Voter turnout has generally been high for Korea elections; as I have often said in previous columns, politics is something like a "national sport" in Korea. Even amid the current pandemic.
A whopping 66.2 percent of voters showed up to exercise their rights, amid one of the nation's most contagious pandemics on record. Voters were spread across various age groups ― 18 year olds exercised their new right to vote picking National Assembly representative for the first time now with the lowering of the voting age ― which had been expected to show mixed results. The general logic is that a mid-term general election judges the incumbent administration, and therefore gives the opposition a glimmer of hope.
But the ruling bloc ― the Democratic Party of Korea and its satellite Civil Together ― won by an outstanding margin, securing 180 elected and non-elected seats. The main opposition United Future Party (UFP) and its satellite Future Korea Party together won 103 seats.

The drastic decline of the conservative opposition, which had been the mainstream in Korean politics, was a surprise. But pre-election polls had foreshadowed that voters in their 30s, 40s and 50s were leaning liberal or for a new era, with 60 percent of them stamping their approval for the Moon Jae-in administration's performance in the pandemic fight in Gallup Korea's poll conducted just days before the election. (Together the voters in their 30s accounted for 15.9 percent; 40s, 19 percent; and 50s, 19.7 percent of eligible voters at this year's general election.)

Many an analysis may be put forth, but we as voters are only the product of our history.
Those 60 and older are of the generations that witnessed Korea's fast industrialization era where conservative logic for a secure and prosperous nation overrode other sentiments. The political tent shared by voters in their 30s and 40s and to some extent voters in their 50s, however, includes political sensitivity. The voters in their 30s and the 40s are generations that experienced the 1998 financial crisis and directly feel the widening gap between the rich and poor. They lived through days of uncertainty in comparison to the "older" generation that believed hard work overcomes poverty. In addition, those in their 30s and 40s witnessed the Sewol tragedy. The 50somethings, or the so-called 586 generation, straddle many phases in Korea's history but are mainly identified as agents of Korea's democratization, which leads to higher sensitivity to what is a political right for a democratic nation.
━━━━━━━━━━━━━━━━━━━━━━━━━━━━━━
### Check your understanding
**a.** Quote the election column from "The drastic decline" up to and including "year's general election.)".
**b.** List every political party the election column names.
━━━━━━━━━━━━━━━━━━━━━━━━━━━━━━
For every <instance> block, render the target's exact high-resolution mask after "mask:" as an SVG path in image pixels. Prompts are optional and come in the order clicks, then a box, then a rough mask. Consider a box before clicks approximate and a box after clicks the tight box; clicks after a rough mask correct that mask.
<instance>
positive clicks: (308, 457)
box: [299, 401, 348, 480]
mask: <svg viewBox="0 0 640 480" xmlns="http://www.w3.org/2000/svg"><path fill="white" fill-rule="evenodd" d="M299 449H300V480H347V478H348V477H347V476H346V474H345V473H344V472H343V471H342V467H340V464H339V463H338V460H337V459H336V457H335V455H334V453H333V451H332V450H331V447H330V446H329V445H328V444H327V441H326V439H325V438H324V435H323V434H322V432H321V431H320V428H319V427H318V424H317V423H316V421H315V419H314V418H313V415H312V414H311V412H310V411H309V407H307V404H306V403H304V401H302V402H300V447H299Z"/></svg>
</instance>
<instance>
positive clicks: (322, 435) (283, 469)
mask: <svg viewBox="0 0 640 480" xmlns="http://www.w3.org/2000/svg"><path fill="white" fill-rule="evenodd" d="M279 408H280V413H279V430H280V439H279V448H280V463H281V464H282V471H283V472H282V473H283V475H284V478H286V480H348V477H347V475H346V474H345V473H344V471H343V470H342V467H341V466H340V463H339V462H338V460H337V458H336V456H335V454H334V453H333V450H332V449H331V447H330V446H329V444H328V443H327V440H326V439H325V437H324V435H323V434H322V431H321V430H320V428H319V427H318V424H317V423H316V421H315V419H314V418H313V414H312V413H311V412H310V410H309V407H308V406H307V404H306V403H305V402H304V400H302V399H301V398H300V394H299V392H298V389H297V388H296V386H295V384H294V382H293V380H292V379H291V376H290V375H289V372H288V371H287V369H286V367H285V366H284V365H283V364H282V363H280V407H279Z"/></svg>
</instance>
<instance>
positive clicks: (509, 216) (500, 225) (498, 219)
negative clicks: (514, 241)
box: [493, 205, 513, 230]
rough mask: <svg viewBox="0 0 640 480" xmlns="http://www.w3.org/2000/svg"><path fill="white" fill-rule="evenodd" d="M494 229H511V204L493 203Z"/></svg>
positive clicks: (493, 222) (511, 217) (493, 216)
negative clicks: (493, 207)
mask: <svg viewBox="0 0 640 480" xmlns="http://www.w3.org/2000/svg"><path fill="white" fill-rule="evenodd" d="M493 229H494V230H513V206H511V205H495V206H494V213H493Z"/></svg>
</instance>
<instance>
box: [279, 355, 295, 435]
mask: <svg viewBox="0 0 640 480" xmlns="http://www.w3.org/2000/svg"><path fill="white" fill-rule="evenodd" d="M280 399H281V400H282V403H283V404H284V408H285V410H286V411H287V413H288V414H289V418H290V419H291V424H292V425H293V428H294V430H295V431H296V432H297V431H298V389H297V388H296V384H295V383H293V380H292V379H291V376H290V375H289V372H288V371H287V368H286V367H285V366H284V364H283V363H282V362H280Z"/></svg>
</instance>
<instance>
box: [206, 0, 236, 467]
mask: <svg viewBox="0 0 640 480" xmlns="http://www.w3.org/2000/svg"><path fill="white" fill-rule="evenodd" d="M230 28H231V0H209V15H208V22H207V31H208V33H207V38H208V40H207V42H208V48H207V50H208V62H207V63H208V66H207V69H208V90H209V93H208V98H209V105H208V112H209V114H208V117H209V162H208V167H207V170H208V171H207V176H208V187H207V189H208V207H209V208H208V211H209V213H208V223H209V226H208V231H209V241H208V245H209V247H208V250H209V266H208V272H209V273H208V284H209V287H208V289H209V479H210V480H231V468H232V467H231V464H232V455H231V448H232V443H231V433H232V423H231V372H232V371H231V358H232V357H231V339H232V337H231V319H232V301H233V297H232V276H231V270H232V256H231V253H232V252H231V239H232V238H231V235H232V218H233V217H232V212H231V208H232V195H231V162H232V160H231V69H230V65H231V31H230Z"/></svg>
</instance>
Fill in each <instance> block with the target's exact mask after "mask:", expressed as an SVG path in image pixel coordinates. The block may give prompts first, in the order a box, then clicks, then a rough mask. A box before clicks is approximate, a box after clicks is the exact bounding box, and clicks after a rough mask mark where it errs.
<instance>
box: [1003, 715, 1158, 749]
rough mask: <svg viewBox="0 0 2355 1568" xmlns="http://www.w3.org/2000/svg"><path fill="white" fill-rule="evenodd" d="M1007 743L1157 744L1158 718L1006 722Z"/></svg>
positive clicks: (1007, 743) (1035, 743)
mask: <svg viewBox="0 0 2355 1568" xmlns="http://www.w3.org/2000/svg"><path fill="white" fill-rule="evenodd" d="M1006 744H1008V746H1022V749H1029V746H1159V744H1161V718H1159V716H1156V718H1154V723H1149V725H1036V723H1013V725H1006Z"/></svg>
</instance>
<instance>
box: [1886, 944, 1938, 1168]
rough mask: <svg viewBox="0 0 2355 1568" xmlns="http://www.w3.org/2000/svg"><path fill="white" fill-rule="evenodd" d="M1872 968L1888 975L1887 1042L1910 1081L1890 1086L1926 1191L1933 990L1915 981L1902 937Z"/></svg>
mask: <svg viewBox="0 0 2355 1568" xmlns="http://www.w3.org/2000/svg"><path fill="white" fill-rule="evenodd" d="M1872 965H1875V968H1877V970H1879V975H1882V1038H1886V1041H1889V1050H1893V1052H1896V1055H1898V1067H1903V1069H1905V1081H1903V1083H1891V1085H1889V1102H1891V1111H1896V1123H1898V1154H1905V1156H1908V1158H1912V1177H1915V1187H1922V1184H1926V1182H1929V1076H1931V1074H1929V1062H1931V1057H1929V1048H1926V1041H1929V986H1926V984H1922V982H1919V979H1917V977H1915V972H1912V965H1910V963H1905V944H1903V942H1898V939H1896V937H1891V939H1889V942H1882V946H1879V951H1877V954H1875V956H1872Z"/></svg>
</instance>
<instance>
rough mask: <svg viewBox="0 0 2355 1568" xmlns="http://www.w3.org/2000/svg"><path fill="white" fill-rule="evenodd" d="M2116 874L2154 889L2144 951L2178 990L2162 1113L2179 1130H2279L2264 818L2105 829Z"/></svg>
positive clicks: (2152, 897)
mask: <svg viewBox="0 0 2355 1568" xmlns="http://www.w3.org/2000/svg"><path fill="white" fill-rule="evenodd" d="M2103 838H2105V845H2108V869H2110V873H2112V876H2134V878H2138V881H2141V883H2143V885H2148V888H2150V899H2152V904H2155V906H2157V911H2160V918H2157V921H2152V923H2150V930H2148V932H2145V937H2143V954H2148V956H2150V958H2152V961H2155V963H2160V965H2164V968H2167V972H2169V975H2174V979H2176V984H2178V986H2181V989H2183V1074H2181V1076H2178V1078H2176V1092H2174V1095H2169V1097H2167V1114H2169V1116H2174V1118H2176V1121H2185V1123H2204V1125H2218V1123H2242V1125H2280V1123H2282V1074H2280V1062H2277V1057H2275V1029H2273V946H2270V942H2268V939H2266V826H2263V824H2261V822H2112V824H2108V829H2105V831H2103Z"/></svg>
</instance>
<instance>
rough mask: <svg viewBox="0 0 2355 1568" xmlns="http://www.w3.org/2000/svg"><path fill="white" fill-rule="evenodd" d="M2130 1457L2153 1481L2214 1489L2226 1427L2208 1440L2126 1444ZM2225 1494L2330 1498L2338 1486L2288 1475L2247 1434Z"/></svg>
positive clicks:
━━━━━━━━━━━━━━━━━━━━━━━━━━━━━━
### Answers below
**a.**
The drastic decline of the conservative opposition, which had been the mainstream in Korean politics, was a surprise. But pre-election polls had foreshadowed that voters in their 30s, 40s and 50s were leaning liberal or for a new era, with 60 percent of them stamping their approval for the Moon Jae-in administration's performance in the pandemic fight in Gallup Korea's poll conducted just days before the election. (Together the voters in their 30s accounted for 15.9 percent; 40s, 19 percent; and 50s, 19.7 percent of eligible voters at this year's general election.)

**b.**
- Democratic Party of Korea
- Civil Together
- United Future Party (UFP)
- Future Korea Party